Source passage:
=====

This reactive approach keeps the login logic encapsulated in the LoginViewModel, making it easy to manage user input, perform network requests, and handle login states efficiently. The ViewModel ensures a clear separation of concerns, with each element of the login flow being reactive, clean, and testable.

HomeViewController

The HomeViewController class is a UITabBarController that serves as the main navigation hub of the app, featuring two tabs: Store and Lobby. It sets up and configures these tabs and interacts with the HomeViewModel to start certain reactive processes.

Key Components:

• ViewModel:
  • HomeViewController initializes a HomeViewModel instance to handle data and business logic related to the home screen.
  • The call to viewModel.startTapFactory() in viewDidLoad() activates any reactive processes, such as incrementing taps, which may be managed by the ViewModel.
• UI Setup (setupUI()):
  • Background: Sets a white background color for a clean appearance.
  • Tabs:
    • First Tab (Store): Configures a StoreViewController instance and assigns it a UITabBarItem with the title “Store” and an icon of a storefront. This tab serves as the main entry point for the store.
    • Second Tab (Lobby): Configures a LobbyViewController instance with a UITabBarItem that displays “Lobby” with a house icon.
    • Selected Tab: Sets the initial tab to be the “Lobby” (index 1), so it’s shown when the user first enters the HomeViewController.
• Navigation Bar Visibility:
  • The viewWillAppear(_:) method hides the navigation bar, creating a full-screen experience and keeping the focus on the tab bar and the content of each tab.

Purpose:

This HomeViewController serves as a centralized UI controller, simplifying navigation by providing quick access to the Store and Lobby views. The integration with HomeViewModel allows it to manage reactive processes, keeping logic separate and ensuring that the UI remains responsive and easy to navigate.

LobbyViewController

The LobbyViewController is a simple, interactive screen that encourages user engagement by prompting the user to tap a specific area. This screen is built using UIKit and RxSwift to manage user interactions reactively.

Key Components:

• UI Elements:
  • statusBarView: A custom view that likely displays status-related information and sits at the top of the screen.

=====

Data extract:
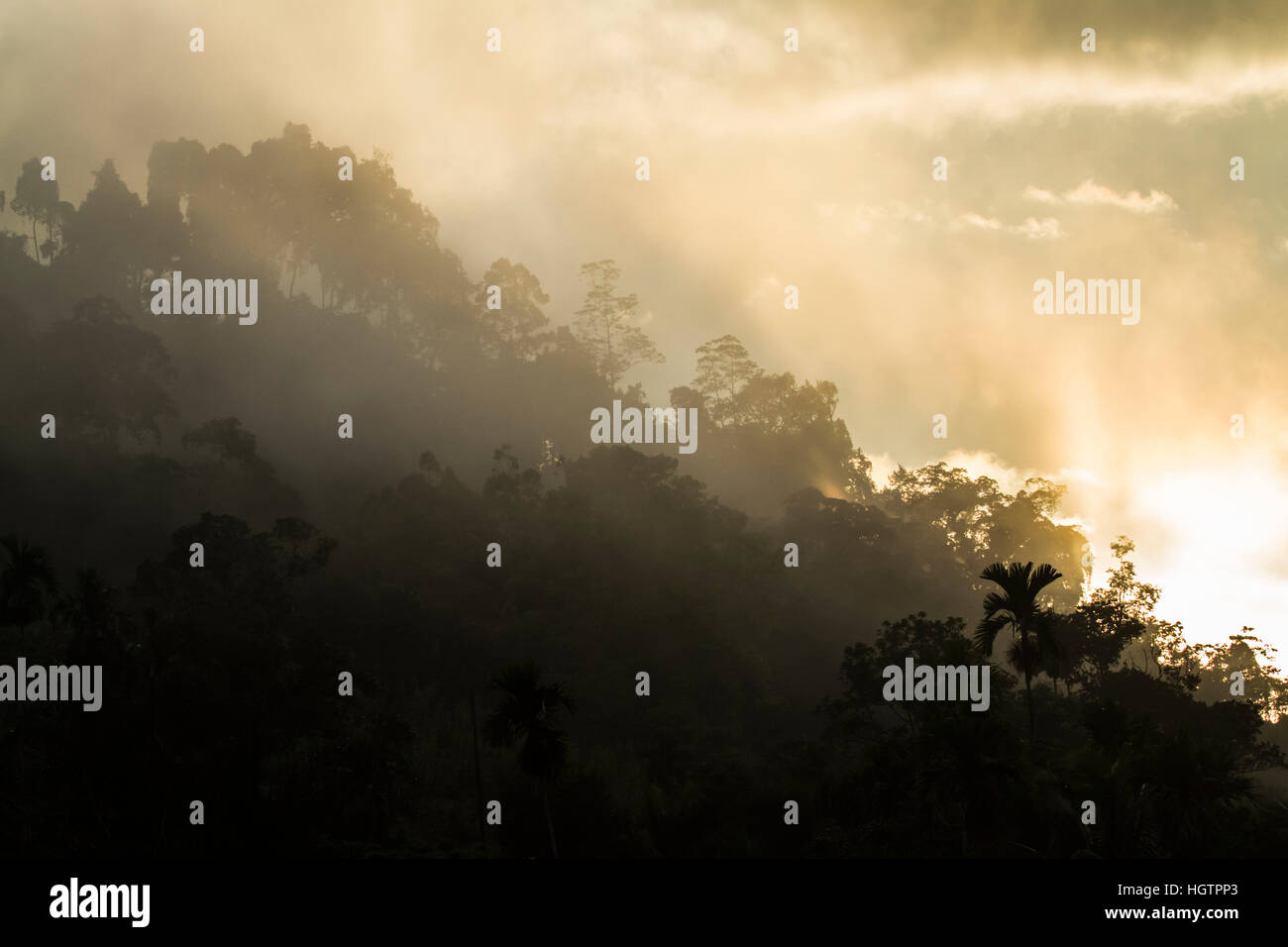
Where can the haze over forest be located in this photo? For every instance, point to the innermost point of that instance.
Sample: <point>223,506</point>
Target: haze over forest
<point>516,169</point>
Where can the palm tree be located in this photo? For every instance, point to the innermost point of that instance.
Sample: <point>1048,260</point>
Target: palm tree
<point>528,712</point>
<point>27,583</point>
<point>1018,607</point>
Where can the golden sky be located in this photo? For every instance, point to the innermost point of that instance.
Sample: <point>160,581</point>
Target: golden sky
<point>814,169</point>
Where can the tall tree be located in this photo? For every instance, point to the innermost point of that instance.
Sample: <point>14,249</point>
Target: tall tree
<point>605,325</point>
<point>27,583</point>
<point>724,368</point>
<point>37,198</point>
<point>511,329</point>
<point>1018,607</point>
<point>529,712</point>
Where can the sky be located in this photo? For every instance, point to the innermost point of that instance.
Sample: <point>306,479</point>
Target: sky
<point>814,169</point>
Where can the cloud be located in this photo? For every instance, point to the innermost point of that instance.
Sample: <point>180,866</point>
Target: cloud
<point>1090,193</point>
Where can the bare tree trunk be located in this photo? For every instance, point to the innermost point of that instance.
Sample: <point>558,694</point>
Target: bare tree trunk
<point>550,825</point>
<point>478,772</point>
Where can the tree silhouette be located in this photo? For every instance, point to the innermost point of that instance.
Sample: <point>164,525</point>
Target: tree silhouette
<point>604,325</point>
<point>529,712</point>
<point>724,369</point>
<point>37,198</point>
<point>1018,607</point>
<point>27,583</point>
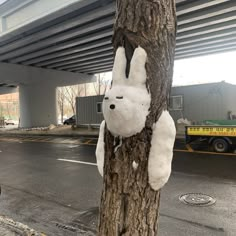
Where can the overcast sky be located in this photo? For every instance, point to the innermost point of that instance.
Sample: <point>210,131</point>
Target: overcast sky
<point>2,1</point>
<point>205,69</point>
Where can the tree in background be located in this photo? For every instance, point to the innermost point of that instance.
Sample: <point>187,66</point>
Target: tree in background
<point>101,85</point>
<point>137,164</point>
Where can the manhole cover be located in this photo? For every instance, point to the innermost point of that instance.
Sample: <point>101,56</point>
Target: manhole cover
<point>197,199</point>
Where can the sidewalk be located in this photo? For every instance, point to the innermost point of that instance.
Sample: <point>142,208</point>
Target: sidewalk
<point>61,130</point>
<point>52,130</point>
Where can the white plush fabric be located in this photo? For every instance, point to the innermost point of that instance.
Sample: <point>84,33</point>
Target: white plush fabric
<point>100,149</point>
<point>128,96</point>
<point>125,108</point>
<point>161,152</point>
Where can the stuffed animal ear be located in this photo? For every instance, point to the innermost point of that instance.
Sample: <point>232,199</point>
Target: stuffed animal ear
<point>137,74</point>
<point>118,72</point>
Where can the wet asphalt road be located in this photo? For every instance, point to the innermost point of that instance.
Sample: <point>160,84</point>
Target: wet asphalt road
<point>45,193</point>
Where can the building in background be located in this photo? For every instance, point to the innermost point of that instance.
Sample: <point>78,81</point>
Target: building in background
<point>196,103</point>
<point>9,106</point>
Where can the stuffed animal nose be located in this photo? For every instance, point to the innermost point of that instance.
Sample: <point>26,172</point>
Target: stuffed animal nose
<point>112,106</point>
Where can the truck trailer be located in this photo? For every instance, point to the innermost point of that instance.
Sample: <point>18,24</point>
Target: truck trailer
<point>221,138</point>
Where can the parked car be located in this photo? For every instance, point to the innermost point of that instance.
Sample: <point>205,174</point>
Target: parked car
<point>70,121</point>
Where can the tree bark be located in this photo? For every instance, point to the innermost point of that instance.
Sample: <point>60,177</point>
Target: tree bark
<point>129,206</point>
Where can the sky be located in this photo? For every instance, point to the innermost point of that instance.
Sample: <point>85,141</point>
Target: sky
<point>204,69</point>
<point>2,1</point>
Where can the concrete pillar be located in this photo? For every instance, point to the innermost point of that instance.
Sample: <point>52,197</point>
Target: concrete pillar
<point>37,105</point>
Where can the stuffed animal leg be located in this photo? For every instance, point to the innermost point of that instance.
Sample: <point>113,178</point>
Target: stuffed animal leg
<point>161,152</point>
<point>100,152</point>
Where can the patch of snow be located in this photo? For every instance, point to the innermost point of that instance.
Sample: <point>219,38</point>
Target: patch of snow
<point>161,152</point>
<point>100,152</point>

=====

Problems to solve:
• A. Copy the view controller write-up from "This reactive approach" up to and including "the home screen.".
• B. Using the view controller write-up, decide whether each statement holds: (i) HomeViewController has three tabs; (ii) the tab shown when the user first enters HomeViewController is Lobby; (iii) viewWillAppear(_:) shows the navigation bar. Answer each with yes or no and quote the words from the write-up that settle it.
• C. Write the next part of the view controller write-up, picking up after its last sentence.
The data comes from a separate source.

Answers given:
• A.
This reactive approach keeps the login logic encapsulated in the LoginViewModel, making it easy to manage user input, perform network requests, and handle login states efficiently. The ViewModel ensures a clear separation of concerns, with each element of the login flow being reactive, clean, and testable.

HomeViewController

The HomeViewController class is a UITabBarController that serves as the main navigation hub of the app, featuring two tabs: Store and Lobby. It sets up and configures these tabs and interacts with the HomeViewModel to start certain reactive processes.

Key Components:

• ViewModel:
  • HomeViewController initializes a HomeViewModel instance to handle data and business logic related to the home screen.

• B.
(i) No: "featuring two tabs: Store and Lobby"
(ii) Yes: "Sets the initial tab to be the “Lobby” (index 1), so it’s shown when the user first enters the HomeViewController"
(iii) No: "The viewWillAppear(_:) method hides the navigation bar"

• C.
  • tapHereLabel: A label prompting the user to “Tap me!” in bold, large text, making it clear that the view is interactive.
  • tapView: A bordered UIView that serves as the tappable area, visually separating it as an area to interact with.
• UI Layout (setupUI()):
  • The screen has a white background, with statusBarView at the top.
  • tapView fills most of the screen below the statusBarView, with tapHereLabel centered within it.
  • The layout is set up with constraints to ensure responsive positioning, adapting to different screen sizes.
• Reactive Binding with RxSwift (setupBindings()):
  • A UITapGestureRecognizer is added to tapView, allowing taps to trigger reactive events.
  • Using tapGesture.rx.event, the gesture is bound to a reactive chain that, on each tap, calls TapCountManager.shared.incrementTapCount() to increase the tap count.
  • The RxSwift disposeBag manages the subscription, ensuring memory is handled correctly.

Purpose:

The LobbyViewController provides an interactive experience for users, encouraging taps and increasing a global tap count managed by TapCountManager. By utilizing RxSwift, the view controller remains clean and reactive, responding instantly to user interaction and updating the tap count efficiently. This setup exemplifies how RxSwift can be used to handle UI gestures in a reactive, declarative manner, keeping the UI responsive and concise.

StatusBarView

The StatusBarView is a custom UIView component that displays the current tap count in real-time. It’s designed to provide feedback on the user’s progress by showing the number of taps dynamically, using RxSwift for reactive updates.

Key Components:

• tapCountManager Dependency:
  • tapCountManager is an instance of TapCountManagerProtocol (using TapCountManager.shared by default) and provides access to the current tap count. This is where the view retrieves the latest tap count, making the StatusBarView responsive to changes in the global tap count.
• UI Element (tapLabelScore):
  • tapLabelScore is a UILabel centered within StatusBarView, styled with medium font and centered alignment to clearly display the current number of taps.
• Initialization:
  • The StatusBarView has two initializers: init(frame:) and init(coder:), both calling setupView() to configure the view’s appearance and layout.
• UI Setup (setupView()):
  • The background color is set to a light gray (systemGray5) to make the status bar visually distinct.
  • tapLabelScore is added to the center of the view using Auto Layout constraints, ensuring it’s centrally aligned.
• Reactive Binding (setupBindings()):
  • The setupBindings() method binds tapCountManager.tapCount to tapLabelScore.rx.text:
    • tapCountManager.tapCount emits the latest tap count as an observable.
    • The .map { "Taps: \($0)" } operator formats the tap count to display as "Taps: [count]".
    • .bind(to: tapLabelScore.rx.text) updates the label’s text reactively.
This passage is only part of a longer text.